Where in the data below does the word "shows" appear? Copy every line that has it.
[Data to process]
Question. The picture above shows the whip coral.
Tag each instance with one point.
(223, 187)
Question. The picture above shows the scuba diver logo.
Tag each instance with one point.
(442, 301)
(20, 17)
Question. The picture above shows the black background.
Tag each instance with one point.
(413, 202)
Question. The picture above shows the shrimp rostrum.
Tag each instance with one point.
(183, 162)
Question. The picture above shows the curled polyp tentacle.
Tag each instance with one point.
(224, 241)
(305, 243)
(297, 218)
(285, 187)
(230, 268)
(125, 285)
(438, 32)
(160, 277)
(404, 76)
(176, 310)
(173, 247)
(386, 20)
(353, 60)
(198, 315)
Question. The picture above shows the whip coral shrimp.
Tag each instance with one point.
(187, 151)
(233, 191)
[/Data to process]
[Data to process]
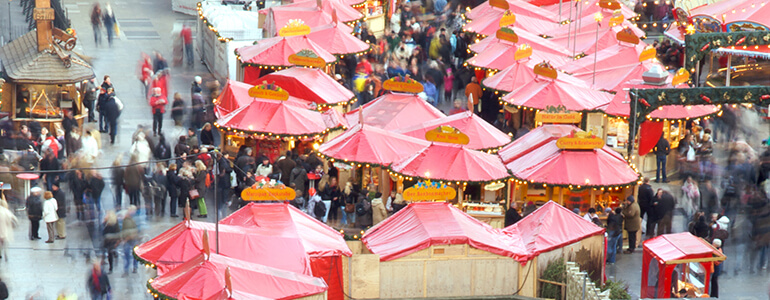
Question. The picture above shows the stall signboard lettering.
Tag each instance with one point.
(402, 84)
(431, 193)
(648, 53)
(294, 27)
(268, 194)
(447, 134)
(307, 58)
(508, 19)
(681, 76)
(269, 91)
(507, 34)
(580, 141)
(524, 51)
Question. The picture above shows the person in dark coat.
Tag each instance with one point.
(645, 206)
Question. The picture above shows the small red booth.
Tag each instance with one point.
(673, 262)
[/Data to process]
**Output below**
Question. The picture above shows the whip coral.
Question. The picture above shows the scuba diver logo.
Question. The picture above shows the black background.
Question. The picture above shows the shrimp rostrum.
Question. The picture above shows the curled polyp tentacle.
Question. The picture above shows the whip coral shrimp.
Question. The picture above shows the stall signboard lettering.
Question. The picture above shows the person in dark coat.
Question. The picture above shows the small red booth.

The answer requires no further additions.